<<<<

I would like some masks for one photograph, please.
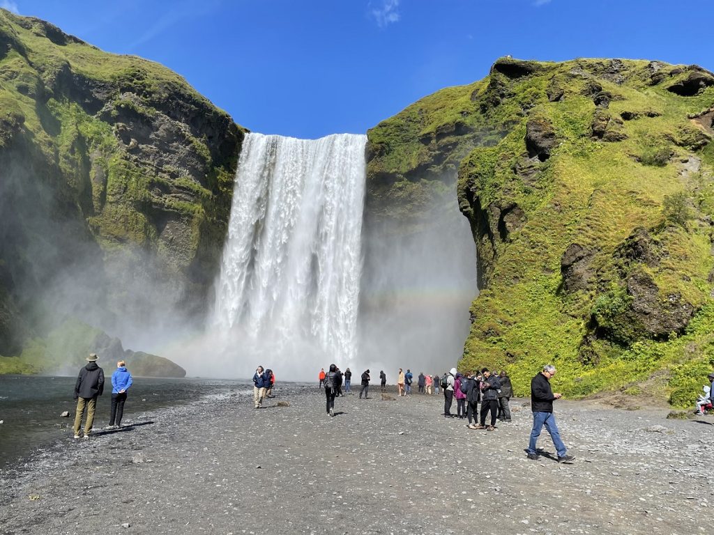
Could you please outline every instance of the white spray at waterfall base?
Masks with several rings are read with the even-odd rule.
[[[216,285],[211,345],[221,374],[244,376],[260,362],[311,379],[353,362],[366,143],[246,136]]]

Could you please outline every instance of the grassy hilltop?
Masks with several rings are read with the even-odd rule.
[[[370,131],[368,209],[408,220],[458,170],[481,287],[461,369],[687,404],[714,366],[713,119],[697,66],[501,58]]]
[[[68,317],[200,315],[243,131],[169,69],[0,9],[0,355]]]

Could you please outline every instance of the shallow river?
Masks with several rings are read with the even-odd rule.
[[[36,448],[71,436],[75,381],[76,377],[0,375],[0,469]],[[149,413],[150,417],[156,409],[210,396],[247,394],[252,389],[252,384],[240,379],[135,377],[122,424],[131,423],[139,413]],[[95,431],[108,424],[111,400],[109,382],[97,400]],[[69,418],[60,416],[64,411],[69,412]]]

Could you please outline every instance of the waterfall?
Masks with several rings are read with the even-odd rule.
[[[366,143],[246,136],[216,289],[224,350],[251,364],[353,360]]]

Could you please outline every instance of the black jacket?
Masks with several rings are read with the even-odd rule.
[[[96,362],[89,362],[79,370],[74,385],[74,399],[96,397],[104,392],[104,370]]]
[[[481,392],[483,401],[492,401],[498,399],[498,389],[501,388],[501,381],[496,375],[491,375],[481,383]]]
[[[362,374],[362,385],[367,386],[369,384],[369,374],[365,372]]]
[[[533,412],[553,412],[553,395],[550,382],[542,373],[531,379],[531,410]]]

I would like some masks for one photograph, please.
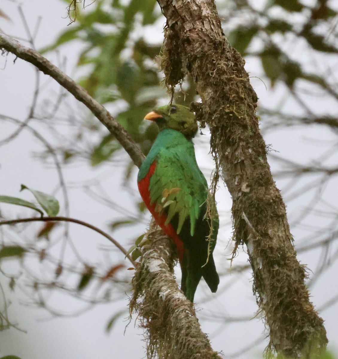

>>>>

TASK BRIEF
Please copy out only the records between the lines holding "Could you please outline every instance of the shallow" and "[[[366,143],[246,136],[216,289],[224,350],[251,364],[353,360]]]", inclusive, with their request lines, and shift every coordinate in the answers by adding 59.

SOLUTION TO THE EXERCISE
Could you please outline every instance of the shallow river?
Masks with several rings are read with the even-odd rule.
[[[95,507],[130,495],[134,440],[135,436],[59,434],[59,528]],[[208,472],[209,476],[215,468],[269,455],[306,453],[311,448],[311,443],[299,438],[194,436],[181,483],[190,482],[198,472]],[[154,490],[167,483],[170,459],[168,441],[156,459]],[[128,477],[119,475],[123,470],[128,471]]]

Could you please outline every instance of the waterfall?
Masks with several rings are read with the even-odd rule.
[[[425,202],[305,195],[275,348],[283,409],[310,423],[412,419]]]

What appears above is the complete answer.